*** Begin section ***

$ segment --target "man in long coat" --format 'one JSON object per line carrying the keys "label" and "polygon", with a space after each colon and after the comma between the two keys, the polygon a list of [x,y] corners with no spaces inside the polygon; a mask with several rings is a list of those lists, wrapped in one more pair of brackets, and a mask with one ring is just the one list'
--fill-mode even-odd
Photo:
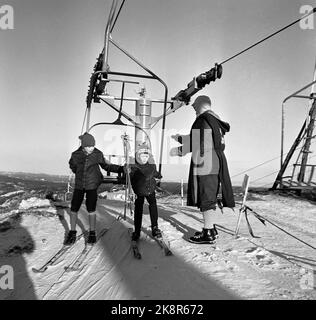
{"label": "man in long coat", "polygon": [[187,205],[195,206],[203,214],[204,228],[190,237],[193,243],[213,243],[218,237],[213,215],[221,186],[222,205],[235,207],[232,184],[224,154],[224,135],[230,126],[211,110],[208,96],[199,96],[192,104],[196,112],[190,134],[175,135],[181,147],[171,150],[171,156],[184,156],[191,152]]}

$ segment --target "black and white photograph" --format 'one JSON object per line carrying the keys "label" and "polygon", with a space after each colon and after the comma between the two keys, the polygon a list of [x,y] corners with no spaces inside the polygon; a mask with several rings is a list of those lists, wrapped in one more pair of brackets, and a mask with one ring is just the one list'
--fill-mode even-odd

*** End section ***

Take the whole listing above and copy it exactly. Pictures do not go into the copy.

Solution for this problem =>
$ segment --target "man in long coat" --format 'one JSON object per line carrying the keys "label" and "polygon", with a space after each colon and after the comma between the two keys, the polygon a list of [x,y] corners with no spaces inside the polygon; a mask with several rings is a list of those lists, wrapped in one more pair of brackets, and a mask with one ring is just the one list'
--fill-mode even-odd
Photo:
{"label": "man in long coat", "polygon": [[187,205],[195,206],[203,214],[204,228],[190,237],[193,243],[213,243],[218,237],[213,215],[221,186],[222,205],[235,207],[232,184],[224,154],[224,135],[230,126],[211,110],[208,96],[199,96],[192,104],[196,112],[190,134],[175,135],[181,147],[171,150],[171,156],[184,156],[191,152]]}

$ segment --target "black and white photograph" --format 'one JSON object per line carrying the keys "label" and "polygon", with a space after each colon and after the comma between the two keys, the polygon a list of [x,y] corners with no spaces inside the polygon; a mask with several rings is a list of those lists, wrapped in one more pair of brackets, and a mask with one ring is just the one list'
--fill-mode even-odd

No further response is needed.